Text block
Heat-induced oxidative damage in mutants with decreased thermotolerance. Plants were heat treated as described in Figure 1, and after 2 d of recovery, seedlings were harvested and stored in liquid nitrogen until the assay was performed. The TBARS level determined from the mutants relative to the wild-type control on each plate was determined. Values are graphed as percentage of greater than the wild type (WT; i.e. a mutant with 2 times the TBARS level seen in the wild type is recorded as a value of 100% greater than the wild type). A, ABA biosynthesis mutants; B, ABA-insensitive mutants; C, SA signaling mutant/transgenic line; D, ethylene signaling mutants; E, NADPH oxidase mutants; F, antioxidant mutants; G, uvh6. Experimental replication and controls were as described in Figure 1. Error bars represent the sd over all experiments.

Figure 3.

What is expected
Reproduce the stretch of the caption on heat-induced oxidative damage from "Heat-induced oxidative damage" through "over all experiments.", changing "seedlings" to "plantlets".

Supplied data

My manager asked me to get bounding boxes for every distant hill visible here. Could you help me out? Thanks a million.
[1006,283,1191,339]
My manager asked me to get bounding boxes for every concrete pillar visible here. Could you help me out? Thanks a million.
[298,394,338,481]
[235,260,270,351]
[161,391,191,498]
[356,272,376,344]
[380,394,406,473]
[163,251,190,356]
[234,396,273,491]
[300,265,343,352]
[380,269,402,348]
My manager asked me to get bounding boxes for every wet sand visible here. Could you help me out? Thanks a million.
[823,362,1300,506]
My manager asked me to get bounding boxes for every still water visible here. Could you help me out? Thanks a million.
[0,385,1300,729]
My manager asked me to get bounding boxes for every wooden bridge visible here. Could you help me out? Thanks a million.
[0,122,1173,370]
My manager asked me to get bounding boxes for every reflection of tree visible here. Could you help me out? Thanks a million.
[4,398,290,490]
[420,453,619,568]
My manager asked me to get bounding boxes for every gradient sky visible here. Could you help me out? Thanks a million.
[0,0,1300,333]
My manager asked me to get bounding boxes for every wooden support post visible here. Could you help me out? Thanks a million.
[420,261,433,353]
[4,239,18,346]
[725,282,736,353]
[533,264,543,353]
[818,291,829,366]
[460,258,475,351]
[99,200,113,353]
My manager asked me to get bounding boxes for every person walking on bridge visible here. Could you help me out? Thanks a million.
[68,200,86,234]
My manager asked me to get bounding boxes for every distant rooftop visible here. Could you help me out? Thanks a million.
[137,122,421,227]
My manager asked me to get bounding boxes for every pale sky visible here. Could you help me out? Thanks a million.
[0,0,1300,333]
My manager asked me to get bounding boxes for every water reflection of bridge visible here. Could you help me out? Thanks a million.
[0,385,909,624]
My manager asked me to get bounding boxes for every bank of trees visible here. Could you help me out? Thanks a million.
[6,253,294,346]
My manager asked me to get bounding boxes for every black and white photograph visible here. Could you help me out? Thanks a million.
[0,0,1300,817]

Answer space
Heat-induced oxidative damage in mutants with decreased thermotolerance. Plants were heat treated as described in Figure 1, and after 2 d of recovery, plantlets were harvested and stored in liquid nitrogen until the assay was performed. The TBARS level determined from the mutants relative to the wild-type control on each plate was determined. Values are graphed as percentage of greater than the wild type (WT; i.e. a mutant with 2 times the TBARS level seen in the wild type is recorded as a value of 100% greater than the wild type). A, ABA biosynthesis mutants; B, ABA-insensitive mutants; C, SA signaling mutant/transgenic line; D, ethylene signaling mutants; E, NADPH oxidase mutants; F, antioxidant mutants; G, uvh6. Experimental replication and controls were as described in Figure 1. Error bars represent the sd over all experiments.